What is needed :: Reproduce word for word the lines below, from the line containing "of the blue" through the end of the entries, both included.

Task input ::
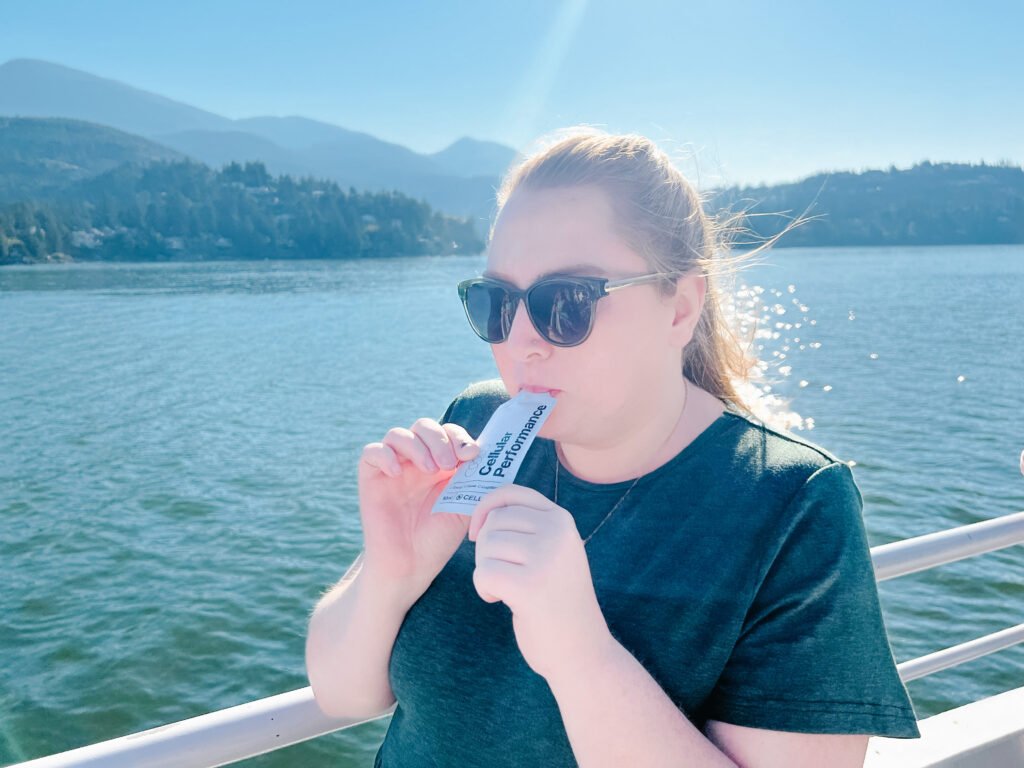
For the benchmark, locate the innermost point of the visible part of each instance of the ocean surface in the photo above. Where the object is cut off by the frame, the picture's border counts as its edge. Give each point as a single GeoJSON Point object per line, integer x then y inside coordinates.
{"type": "Point", "coordinates": [178, 446]}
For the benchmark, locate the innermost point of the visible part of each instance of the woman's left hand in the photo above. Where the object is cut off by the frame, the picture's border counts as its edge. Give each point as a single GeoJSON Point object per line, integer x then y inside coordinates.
{"type": "Point", "coordinates": [530, 557]}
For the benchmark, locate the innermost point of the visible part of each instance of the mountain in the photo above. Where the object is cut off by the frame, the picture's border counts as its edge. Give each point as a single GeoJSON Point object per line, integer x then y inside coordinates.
{"type": "Point", "coordinates": [468, 157]}
{"type": "Point", "coordinates": [41, 157]}
{"type": "Point", "coordinates": [459, 180]}
{"type": "Point", "coordinates": [929, 204]}
{"type": "Point", "coordinates": [40, 89]}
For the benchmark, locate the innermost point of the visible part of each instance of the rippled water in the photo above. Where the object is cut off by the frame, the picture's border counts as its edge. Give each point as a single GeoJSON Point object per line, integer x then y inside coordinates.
{"type": "Point", "coordinates": [178, 445]}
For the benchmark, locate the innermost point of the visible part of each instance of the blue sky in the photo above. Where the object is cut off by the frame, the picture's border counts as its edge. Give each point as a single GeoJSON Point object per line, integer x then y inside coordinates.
{"type": "Point", "coordinates": [738, 91]}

Written answer ::
For the benchmark, locate the innermost point of the visible part of each instance of the blue sky in the photo above. Where the object is cut off by the frame, the picture's border counts as its edge. Give each point as a single GeoJSON Point object per line, integer x then y inside coordinates.
{"type": "Point", "coordinates": [738, 91]}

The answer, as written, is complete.